▶ **What you will do**: Go through the records below and return each line that has "blazer" in it.

─── Listed entries ───

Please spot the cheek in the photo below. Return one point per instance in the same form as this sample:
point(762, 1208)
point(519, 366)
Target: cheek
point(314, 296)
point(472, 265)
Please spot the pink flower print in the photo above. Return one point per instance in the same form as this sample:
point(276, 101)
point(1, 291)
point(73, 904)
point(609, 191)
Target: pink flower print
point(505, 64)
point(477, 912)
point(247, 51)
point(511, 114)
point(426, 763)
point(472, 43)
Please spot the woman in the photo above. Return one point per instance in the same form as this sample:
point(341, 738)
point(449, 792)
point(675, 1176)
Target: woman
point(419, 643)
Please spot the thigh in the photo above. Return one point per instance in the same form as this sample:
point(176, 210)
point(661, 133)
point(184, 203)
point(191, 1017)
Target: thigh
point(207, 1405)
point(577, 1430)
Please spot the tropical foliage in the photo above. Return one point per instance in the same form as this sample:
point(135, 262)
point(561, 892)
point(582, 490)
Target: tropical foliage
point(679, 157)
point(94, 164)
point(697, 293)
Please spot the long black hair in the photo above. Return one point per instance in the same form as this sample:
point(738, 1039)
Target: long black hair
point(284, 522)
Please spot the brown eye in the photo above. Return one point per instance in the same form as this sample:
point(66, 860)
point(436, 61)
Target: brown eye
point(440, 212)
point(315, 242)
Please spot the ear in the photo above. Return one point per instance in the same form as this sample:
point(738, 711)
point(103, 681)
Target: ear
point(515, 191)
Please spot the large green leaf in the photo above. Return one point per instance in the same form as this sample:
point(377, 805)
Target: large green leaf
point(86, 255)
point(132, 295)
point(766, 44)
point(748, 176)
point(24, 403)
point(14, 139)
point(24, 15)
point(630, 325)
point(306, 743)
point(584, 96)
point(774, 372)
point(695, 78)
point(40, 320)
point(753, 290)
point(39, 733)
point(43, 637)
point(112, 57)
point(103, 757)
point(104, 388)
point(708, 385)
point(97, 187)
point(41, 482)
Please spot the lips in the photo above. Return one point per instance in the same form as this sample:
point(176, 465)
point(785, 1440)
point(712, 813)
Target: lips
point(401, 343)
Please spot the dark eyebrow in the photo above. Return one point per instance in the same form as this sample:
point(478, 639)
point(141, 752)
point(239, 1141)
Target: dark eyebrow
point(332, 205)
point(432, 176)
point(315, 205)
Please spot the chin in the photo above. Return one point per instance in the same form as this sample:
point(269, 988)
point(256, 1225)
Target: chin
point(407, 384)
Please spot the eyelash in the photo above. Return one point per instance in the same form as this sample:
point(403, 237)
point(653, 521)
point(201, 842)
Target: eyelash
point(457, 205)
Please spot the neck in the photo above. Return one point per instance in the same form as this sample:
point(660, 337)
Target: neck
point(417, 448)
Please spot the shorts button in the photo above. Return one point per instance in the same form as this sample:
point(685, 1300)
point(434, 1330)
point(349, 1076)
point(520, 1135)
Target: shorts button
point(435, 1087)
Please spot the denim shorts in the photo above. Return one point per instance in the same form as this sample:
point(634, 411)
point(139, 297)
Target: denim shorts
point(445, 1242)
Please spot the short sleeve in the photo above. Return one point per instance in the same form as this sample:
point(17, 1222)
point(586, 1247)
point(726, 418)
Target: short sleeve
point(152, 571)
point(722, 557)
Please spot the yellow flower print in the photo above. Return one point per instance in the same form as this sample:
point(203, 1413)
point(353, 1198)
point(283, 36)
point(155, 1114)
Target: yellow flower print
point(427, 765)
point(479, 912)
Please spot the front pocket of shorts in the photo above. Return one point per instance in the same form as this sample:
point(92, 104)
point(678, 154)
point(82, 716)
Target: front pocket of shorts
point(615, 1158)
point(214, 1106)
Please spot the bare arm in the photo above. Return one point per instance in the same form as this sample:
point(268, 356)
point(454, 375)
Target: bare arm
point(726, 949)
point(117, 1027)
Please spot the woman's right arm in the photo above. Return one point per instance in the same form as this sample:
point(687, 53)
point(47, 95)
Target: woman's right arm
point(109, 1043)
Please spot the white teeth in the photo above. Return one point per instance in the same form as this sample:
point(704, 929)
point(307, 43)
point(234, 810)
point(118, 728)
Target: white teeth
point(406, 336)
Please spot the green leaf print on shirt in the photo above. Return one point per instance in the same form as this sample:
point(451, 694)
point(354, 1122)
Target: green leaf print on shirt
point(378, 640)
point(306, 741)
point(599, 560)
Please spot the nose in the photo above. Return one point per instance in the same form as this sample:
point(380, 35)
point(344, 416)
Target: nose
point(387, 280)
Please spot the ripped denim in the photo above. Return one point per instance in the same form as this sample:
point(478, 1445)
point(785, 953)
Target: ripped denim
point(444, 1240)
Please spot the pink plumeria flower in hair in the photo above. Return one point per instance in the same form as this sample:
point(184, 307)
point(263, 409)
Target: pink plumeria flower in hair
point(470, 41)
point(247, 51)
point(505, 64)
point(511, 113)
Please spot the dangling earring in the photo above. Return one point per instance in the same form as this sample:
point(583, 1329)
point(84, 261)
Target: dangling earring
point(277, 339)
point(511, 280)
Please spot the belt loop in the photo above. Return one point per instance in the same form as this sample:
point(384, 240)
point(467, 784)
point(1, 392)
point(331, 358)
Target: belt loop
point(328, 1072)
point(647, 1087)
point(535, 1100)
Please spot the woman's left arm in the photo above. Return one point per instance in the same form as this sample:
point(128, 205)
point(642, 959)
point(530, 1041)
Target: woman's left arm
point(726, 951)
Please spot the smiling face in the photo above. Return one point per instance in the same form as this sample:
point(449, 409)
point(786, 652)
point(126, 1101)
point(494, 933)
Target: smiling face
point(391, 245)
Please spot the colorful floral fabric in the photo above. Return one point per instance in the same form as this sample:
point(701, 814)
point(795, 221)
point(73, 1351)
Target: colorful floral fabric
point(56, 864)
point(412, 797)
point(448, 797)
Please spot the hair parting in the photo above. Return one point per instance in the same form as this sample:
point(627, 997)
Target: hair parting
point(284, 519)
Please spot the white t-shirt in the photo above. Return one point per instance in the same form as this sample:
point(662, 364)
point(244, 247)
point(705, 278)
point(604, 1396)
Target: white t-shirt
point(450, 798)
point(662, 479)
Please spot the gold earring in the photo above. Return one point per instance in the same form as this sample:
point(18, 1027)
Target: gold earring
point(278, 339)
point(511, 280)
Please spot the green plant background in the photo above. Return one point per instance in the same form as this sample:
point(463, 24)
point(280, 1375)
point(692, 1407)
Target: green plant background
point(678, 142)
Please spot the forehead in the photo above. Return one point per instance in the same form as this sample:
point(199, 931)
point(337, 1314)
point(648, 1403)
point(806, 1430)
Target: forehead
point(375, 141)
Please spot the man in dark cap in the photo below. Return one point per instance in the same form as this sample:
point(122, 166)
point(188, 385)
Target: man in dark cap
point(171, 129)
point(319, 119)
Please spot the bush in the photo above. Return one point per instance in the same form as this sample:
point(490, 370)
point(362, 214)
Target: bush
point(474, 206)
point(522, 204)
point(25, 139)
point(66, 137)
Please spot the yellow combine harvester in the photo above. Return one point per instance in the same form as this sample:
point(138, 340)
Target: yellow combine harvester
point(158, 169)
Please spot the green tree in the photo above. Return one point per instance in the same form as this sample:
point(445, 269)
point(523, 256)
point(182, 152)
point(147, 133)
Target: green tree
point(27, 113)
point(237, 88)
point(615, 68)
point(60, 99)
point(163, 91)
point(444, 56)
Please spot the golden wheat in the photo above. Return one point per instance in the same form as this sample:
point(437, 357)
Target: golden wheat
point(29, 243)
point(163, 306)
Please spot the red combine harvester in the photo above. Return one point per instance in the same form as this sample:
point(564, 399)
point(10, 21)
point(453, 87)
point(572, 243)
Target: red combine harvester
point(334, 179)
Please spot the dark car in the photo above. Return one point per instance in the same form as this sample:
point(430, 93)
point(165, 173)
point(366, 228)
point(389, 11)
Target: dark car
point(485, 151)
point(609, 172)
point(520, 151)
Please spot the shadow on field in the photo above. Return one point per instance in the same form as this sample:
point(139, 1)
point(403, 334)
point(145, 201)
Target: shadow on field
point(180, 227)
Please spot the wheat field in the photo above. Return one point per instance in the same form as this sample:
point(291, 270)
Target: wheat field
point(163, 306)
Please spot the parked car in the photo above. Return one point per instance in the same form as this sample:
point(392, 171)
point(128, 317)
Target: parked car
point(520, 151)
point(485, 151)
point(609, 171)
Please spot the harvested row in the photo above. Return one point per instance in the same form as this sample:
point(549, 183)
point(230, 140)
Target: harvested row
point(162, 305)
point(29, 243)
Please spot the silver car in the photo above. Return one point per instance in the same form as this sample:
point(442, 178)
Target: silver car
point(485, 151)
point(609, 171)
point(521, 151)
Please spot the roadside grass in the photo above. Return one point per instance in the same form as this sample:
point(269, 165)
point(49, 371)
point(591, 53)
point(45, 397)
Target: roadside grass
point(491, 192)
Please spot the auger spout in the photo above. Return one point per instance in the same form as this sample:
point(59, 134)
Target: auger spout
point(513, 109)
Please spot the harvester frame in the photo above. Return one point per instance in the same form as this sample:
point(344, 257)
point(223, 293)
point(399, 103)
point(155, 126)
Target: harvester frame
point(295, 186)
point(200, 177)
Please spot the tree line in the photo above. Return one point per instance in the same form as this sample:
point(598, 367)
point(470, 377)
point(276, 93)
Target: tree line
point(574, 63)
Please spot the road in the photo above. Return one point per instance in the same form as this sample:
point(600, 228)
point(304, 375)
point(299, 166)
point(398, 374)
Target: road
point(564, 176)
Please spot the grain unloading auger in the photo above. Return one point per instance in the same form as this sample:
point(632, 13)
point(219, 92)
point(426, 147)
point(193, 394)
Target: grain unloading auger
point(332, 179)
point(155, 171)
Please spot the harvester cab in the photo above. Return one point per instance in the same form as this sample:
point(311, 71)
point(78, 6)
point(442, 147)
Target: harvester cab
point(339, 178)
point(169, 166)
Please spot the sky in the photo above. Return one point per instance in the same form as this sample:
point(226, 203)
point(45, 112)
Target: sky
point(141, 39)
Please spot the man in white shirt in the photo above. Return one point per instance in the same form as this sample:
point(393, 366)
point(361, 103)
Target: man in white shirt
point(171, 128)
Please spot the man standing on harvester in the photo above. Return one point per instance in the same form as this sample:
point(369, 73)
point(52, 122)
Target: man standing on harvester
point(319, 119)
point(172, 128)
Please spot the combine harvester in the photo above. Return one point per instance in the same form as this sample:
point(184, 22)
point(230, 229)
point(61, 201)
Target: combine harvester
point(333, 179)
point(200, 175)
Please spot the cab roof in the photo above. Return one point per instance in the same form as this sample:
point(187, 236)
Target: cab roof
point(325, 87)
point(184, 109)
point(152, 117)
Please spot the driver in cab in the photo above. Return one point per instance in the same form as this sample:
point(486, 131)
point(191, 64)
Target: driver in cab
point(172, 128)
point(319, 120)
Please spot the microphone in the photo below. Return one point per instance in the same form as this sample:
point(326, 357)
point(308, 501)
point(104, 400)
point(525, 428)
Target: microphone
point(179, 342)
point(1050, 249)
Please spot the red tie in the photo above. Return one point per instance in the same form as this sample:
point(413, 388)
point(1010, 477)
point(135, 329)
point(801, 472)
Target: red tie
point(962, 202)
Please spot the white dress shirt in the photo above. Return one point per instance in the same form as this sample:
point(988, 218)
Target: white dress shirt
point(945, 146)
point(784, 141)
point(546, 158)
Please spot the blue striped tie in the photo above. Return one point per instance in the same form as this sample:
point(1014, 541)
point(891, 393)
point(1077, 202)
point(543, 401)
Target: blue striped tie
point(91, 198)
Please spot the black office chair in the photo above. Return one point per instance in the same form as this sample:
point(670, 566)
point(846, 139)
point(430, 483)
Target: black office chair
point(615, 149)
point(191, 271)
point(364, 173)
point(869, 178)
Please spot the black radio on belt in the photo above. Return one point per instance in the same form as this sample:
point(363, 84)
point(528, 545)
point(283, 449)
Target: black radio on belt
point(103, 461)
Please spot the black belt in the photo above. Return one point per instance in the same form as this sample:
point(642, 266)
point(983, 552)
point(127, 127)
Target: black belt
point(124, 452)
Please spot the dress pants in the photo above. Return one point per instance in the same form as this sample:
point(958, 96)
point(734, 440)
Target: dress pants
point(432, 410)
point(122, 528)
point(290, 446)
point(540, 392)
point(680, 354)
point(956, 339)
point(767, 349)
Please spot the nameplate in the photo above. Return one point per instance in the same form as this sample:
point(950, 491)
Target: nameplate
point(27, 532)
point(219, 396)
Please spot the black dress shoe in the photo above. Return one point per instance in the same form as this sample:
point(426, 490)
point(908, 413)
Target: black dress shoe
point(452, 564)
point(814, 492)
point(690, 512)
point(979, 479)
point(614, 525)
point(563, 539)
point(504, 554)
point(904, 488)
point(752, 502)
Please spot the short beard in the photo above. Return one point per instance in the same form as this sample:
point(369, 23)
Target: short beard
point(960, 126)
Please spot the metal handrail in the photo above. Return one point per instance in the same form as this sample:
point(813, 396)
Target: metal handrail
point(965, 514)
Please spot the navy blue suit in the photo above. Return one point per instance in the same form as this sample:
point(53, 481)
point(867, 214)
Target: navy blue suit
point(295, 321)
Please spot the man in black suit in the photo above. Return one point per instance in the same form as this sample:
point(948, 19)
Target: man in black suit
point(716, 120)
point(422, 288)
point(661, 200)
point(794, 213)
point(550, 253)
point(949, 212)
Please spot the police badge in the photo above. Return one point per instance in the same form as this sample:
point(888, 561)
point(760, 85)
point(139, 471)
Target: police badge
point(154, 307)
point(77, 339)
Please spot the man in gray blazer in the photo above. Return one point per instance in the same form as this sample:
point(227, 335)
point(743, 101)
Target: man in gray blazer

───

▶ **The completed task**:
Please spot the man in gray blazer in the photo above. Return one point per instance in the same form as this sample:
Target: man in gray blazer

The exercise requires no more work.